Active and passive components of a deliverable

The products and services that the one company supplies or the other procures, always consist of an actual deliverable with the active components as well as additional deliverables, the passive components, that are provided quasi automatically. Only if all aspects are put on the table, you can compare objectively. On supplier side, you get the arguments for the pricing. On customer side, the criteria for the selection and the decision can be derived. The time for describing the active and passive components of a deliverable and their consideration in the price comparison is well invested on both sides.

PassivAktiv

In order to understand all aspects of a deliverable or to be able to compare them, the active and passive components of an offer should be specified in detail.

  • Active components
    The active components of a deliverable are the functions that are the customer’s major interest. Products are used (e.g. the car, the smartphones, the cooking pot) or spent (e.g. gasoline, food, electricity). Services are executed related to a person (e.g. a consultation or a care) or to an object (e.g. repair, maintenance) and cannot be stored or transferred. Even if all these components are obvious, ALL should be described.
  • Passive components
    The passive components of a deliverable are the aspects that are delivered on top to the obvious active ones. These are essentially the qualities of the deliverable (e.g. the reliability, the safety, the economics, the brand, the experience) and information (e.g. the concepts, the branch knowledge, and the relationships) that are created in the course of providing the deliverable. They are rarely visible and are difficult to prove. For this reason, the absence of these aspects can only be seen, if at all, later in the process, e.g. after a breakdown or a quality check. In order to consider them in the selection process, the passive components should be estimated, e.g. by looking at the risks or by assessing the value-add.

**WHAT TO DO**
a) Transcribe the passage on active and passive components of a deliverable word for word, starting at "The products and" and ending at "specified in detail.".
b) According to the text on active and passive components of a deliverable, what should be done with the passive components so they can be considered in the selection process?
c) Resume the text on active and passive components of a deliverable, picking up after its final sentence.
The records that come next have no connection to the text on active and passive components of a deliverable.

**DATA SHOWN**
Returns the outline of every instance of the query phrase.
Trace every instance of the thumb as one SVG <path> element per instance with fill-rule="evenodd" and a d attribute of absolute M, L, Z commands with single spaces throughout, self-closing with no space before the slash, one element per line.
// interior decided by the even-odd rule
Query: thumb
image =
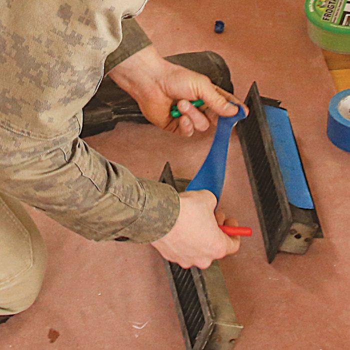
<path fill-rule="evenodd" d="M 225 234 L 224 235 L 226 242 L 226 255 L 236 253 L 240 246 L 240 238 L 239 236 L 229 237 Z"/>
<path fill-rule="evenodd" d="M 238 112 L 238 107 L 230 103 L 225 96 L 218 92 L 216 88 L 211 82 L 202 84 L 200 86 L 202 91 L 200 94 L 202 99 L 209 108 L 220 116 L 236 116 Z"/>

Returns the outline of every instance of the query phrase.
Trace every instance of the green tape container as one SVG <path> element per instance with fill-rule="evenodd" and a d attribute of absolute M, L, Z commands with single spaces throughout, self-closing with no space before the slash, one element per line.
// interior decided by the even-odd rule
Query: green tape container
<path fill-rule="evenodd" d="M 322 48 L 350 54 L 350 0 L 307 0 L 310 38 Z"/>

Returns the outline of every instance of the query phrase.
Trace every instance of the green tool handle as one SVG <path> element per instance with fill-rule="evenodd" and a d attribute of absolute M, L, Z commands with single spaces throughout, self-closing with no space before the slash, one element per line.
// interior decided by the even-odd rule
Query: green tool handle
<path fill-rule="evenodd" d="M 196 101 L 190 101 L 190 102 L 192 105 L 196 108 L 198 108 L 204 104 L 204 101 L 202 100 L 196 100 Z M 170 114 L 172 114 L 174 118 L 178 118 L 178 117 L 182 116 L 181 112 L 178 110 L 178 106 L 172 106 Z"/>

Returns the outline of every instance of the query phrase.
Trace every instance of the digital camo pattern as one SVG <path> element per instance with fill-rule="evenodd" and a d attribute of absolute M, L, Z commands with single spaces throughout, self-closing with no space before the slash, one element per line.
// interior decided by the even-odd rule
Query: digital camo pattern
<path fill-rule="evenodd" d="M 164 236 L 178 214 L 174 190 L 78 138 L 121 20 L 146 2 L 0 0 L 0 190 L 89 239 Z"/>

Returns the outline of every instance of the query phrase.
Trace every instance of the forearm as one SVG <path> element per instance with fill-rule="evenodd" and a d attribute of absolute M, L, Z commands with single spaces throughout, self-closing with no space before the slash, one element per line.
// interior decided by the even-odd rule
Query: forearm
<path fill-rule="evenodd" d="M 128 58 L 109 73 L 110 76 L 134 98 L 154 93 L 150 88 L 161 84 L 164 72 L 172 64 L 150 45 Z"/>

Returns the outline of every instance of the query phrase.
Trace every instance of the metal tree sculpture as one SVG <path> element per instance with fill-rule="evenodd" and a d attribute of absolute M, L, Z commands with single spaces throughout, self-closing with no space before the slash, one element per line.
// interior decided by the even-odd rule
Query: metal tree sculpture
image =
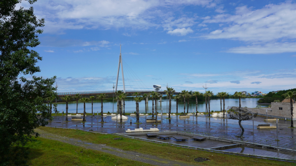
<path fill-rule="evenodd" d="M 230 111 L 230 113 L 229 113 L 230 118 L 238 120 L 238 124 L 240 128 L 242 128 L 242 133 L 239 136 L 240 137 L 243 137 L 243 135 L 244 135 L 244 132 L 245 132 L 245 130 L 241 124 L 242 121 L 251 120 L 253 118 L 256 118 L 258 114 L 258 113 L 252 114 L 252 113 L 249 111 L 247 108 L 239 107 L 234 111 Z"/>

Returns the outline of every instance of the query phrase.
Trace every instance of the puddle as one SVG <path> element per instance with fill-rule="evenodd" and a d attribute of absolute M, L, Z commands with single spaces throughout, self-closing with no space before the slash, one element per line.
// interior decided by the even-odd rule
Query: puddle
---
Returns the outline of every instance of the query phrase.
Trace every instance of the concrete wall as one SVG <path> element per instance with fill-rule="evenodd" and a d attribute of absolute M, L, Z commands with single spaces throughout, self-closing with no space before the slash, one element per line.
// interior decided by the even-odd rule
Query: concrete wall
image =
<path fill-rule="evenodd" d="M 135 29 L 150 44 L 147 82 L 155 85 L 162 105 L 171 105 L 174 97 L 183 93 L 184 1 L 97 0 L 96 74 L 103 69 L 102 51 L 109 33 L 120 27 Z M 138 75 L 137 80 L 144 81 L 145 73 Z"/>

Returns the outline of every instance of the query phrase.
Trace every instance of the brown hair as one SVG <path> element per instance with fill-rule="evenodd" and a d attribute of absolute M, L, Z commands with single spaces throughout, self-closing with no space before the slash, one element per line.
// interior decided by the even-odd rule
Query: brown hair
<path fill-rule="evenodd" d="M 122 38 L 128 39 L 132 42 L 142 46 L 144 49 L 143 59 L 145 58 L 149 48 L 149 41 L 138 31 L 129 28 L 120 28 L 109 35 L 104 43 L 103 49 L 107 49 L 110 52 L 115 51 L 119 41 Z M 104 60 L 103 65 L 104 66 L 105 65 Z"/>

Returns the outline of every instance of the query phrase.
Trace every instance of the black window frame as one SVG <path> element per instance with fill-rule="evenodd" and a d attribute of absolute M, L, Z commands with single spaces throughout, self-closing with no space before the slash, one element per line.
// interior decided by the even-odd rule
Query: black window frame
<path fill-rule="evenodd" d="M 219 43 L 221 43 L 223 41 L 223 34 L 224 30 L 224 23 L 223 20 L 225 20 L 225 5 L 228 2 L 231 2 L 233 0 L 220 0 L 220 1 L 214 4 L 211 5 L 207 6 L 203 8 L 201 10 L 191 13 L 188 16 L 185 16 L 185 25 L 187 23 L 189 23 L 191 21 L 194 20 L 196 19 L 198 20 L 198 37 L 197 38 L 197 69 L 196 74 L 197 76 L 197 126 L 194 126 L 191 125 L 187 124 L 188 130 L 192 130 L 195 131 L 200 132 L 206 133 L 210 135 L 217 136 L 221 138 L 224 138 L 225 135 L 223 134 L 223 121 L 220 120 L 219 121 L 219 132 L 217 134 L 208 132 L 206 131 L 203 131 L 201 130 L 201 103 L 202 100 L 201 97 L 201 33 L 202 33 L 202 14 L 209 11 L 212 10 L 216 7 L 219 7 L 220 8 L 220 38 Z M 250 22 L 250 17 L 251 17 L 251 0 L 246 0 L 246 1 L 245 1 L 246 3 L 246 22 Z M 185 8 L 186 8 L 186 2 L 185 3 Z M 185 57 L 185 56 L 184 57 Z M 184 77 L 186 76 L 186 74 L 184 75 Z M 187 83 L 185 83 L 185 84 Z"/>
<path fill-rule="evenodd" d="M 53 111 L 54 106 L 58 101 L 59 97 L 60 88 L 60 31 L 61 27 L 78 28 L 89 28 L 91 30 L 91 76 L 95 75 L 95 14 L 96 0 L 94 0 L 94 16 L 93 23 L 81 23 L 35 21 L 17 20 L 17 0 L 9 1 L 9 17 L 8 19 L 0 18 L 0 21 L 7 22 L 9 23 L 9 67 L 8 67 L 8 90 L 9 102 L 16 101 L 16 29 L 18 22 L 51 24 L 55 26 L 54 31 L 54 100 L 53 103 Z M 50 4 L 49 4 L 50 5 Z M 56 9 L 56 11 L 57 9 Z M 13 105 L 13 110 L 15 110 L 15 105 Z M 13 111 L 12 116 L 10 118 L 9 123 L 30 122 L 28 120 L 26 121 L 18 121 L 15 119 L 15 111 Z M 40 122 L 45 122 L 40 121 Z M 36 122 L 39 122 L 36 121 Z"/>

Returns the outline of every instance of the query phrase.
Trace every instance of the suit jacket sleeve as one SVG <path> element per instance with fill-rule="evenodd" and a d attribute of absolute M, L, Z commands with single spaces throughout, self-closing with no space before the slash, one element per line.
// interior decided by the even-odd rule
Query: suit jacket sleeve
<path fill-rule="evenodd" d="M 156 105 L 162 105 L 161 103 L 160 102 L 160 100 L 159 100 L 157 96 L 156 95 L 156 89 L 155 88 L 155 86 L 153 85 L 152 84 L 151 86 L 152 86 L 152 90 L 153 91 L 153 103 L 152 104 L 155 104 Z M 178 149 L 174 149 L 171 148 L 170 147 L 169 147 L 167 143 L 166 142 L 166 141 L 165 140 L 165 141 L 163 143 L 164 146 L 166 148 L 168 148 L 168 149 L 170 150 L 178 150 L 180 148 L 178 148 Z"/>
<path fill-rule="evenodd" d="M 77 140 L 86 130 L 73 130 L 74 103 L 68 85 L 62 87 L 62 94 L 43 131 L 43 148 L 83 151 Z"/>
---
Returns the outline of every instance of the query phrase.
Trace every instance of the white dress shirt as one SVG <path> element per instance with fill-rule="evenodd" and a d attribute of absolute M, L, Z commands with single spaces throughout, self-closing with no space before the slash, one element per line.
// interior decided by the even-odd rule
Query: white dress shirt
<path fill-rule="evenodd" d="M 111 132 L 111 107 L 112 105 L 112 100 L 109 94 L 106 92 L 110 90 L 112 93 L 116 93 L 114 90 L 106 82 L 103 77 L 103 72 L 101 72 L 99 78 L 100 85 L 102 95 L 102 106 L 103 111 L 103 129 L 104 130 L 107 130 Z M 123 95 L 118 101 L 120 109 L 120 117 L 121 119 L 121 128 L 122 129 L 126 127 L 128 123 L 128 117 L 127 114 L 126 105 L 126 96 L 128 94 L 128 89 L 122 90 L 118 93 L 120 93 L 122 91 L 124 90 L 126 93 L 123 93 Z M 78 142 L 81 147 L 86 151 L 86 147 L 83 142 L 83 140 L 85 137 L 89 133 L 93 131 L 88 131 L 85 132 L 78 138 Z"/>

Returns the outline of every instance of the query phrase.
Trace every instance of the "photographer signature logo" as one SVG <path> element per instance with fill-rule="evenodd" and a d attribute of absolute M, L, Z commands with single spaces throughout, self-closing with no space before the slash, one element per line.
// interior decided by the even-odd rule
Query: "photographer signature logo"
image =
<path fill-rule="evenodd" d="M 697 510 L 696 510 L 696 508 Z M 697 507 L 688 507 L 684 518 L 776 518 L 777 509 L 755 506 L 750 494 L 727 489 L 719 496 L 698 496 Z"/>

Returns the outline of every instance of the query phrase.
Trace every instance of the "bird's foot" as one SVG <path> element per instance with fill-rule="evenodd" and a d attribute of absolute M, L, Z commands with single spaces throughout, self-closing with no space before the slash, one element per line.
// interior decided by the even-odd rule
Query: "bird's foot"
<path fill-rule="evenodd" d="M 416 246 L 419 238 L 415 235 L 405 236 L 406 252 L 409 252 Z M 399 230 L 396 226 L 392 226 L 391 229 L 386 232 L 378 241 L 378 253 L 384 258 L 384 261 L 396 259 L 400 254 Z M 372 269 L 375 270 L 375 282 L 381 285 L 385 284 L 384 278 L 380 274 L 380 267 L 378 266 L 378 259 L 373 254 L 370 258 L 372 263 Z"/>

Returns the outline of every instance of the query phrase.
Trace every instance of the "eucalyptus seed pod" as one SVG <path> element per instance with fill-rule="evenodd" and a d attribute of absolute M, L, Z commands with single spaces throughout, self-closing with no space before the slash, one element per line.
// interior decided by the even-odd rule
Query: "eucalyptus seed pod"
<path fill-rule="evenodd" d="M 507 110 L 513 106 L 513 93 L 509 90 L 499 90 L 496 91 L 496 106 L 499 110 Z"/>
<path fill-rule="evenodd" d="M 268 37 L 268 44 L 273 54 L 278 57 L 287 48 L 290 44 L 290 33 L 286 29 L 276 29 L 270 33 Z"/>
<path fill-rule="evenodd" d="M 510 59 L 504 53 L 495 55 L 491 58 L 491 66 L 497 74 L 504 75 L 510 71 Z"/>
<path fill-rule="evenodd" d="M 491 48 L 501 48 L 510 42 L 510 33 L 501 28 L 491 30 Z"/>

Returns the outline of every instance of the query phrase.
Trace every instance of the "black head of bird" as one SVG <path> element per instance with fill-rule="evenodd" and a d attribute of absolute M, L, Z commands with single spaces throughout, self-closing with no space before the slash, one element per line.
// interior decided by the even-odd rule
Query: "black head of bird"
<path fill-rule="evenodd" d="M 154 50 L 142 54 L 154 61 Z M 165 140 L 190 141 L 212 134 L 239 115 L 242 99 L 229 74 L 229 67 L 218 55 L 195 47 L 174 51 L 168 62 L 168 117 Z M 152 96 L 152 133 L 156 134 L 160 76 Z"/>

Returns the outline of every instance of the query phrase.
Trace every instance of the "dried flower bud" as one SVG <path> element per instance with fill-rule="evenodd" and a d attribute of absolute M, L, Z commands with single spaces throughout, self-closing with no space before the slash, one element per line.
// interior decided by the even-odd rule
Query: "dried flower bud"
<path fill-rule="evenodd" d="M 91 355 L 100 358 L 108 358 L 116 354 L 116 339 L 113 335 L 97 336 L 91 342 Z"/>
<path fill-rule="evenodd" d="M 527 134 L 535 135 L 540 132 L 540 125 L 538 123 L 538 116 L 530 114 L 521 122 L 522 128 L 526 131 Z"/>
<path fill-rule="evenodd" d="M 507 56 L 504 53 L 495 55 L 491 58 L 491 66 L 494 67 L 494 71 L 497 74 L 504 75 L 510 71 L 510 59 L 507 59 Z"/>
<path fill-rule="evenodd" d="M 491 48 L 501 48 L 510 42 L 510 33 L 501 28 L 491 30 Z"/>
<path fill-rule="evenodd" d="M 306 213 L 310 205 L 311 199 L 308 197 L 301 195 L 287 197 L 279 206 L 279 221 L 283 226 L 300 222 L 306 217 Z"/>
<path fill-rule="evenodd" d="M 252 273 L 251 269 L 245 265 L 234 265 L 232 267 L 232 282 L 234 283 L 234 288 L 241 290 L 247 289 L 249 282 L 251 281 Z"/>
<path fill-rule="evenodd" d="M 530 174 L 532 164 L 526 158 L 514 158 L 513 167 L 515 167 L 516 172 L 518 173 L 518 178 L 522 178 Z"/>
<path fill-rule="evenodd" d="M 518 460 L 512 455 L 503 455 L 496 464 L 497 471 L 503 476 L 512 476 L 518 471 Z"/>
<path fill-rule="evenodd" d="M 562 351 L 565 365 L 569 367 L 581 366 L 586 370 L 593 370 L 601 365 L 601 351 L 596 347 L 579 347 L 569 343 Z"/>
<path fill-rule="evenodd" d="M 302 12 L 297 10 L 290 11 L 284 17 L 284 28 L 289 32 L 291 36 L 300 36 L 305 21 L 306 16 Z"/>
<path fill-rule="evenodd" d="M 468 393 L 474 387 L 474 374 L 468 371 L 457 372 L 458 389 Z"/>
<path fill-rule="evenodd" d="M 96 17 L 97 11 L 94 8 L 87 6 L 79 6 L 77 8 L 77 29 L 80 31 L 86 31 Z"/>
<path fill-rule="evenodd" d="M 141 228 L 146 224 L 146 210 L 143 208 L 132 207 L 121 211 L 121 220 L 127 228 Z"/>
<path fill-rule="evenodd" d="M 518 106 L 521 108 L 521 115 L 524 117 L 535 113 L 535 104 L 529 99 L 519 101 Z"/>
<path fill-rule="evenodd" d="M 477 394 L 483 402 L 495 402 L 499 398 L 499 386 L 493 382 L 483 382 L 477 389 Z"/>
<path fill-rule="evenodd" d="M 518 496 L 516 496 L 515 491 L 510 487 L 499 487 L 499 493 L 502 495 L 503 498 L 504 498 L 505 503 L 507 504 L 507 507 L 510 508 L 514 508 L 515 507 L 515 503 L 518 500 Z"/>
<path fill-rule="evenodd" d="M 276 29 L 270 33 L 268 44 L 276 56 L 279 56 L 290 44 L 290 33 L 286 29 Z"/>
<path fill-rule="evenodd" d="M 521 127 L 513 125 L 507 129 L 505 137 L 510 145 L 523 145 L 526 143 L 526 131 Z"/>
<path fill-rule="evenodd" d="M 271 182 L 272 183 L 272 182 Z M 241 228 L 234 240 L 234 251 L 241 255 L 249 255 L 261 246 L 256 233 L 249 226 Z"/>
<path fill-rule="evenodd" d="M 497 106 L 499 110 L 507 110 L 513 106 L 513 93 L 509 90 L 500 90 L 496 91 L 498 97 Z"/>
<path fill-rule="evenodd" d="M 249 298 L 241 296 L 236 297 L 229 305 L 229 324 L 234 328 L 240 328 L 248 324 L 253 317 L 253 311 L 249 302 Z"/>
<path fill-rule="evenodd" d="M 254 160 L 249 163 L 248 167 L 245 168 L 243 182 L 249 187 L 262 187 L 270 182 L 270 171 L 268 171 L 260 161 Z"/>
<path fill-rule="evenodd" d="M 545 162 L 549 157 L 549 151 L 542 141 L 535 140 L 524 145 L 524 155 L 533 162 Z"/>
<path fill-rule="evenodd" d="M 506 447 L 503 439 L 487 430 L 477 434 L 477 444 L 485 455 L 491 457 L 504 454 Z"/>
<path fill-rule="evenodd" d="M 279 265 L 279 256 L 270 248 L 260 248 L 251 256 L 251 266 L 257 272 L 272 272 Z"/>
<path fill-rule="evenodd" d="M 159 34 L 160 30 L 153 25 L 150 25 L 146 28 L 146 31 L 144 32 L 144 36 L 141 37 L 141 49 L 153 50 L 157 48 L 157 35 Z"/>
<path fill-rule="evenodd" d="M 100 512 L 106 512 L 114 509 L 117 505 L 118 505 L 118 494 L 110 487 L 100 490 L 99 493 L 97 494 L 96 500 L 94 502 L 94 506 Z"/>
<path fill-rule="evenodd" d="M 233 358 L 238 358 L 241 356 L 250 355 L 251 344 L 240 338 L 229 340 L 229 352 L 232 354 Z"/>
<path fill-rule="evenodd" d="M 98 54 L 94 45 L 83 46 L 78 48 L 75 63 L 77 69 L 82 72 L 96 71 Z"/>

**WRITTEN RESPONSES**
a)
The products and services that the one company supplies or the other procures, always consist of an actual deliverable with the active components as well as additional deliverables, the passive components, that are provided quasi automatically. Only if all aspects are put on the table, you can compare objectively. On supplier side, you get the arguments for the pricing. On customer side, the criteria for the selection and the decision can be derived. The time for describing the active and passive components of a deliverable and their consideration in the price comparison is well invested on both sides.

PassivAktiv

In order to understand all aspects of a deliverable or to be able to compare them, the active and passive components of an offer should be specified in detail.

b) They should be estimated, for example by looking at the risks or by assessing the value-add.

c)
The decline of the prices, due to the cheap production of the active components in countries with favorable production conditions (e.g. low labor costs, lack of environmental standards), leads to an increased importance of the passive components. The value of a brand, safety or the reliability of a deliverable become increasingly part of the value-add for the customer. Thereby, higher prices that have nothing to do with the actual value of the commodity can be argued. The reputation of consumer electronics plays a more important role than its sustainability (e.g. if the battery cannot be changed, like in some Apple products). Safety for the avoidance of dangers or the reduction of the effects of an accident is also important criteria in the purchase process of a car. The same is valid for services. The higher daily rates of renowned management consultations are more accepted, although the assigned employees have a similar education, as the ones of a smaller company that costs less.

Bottom line: The value of products and services is determined more and more by intangible aspects. Therefore, the specification of the requirements and the selection of the deliverables must be well defined in advance, in order to make the offers comparable.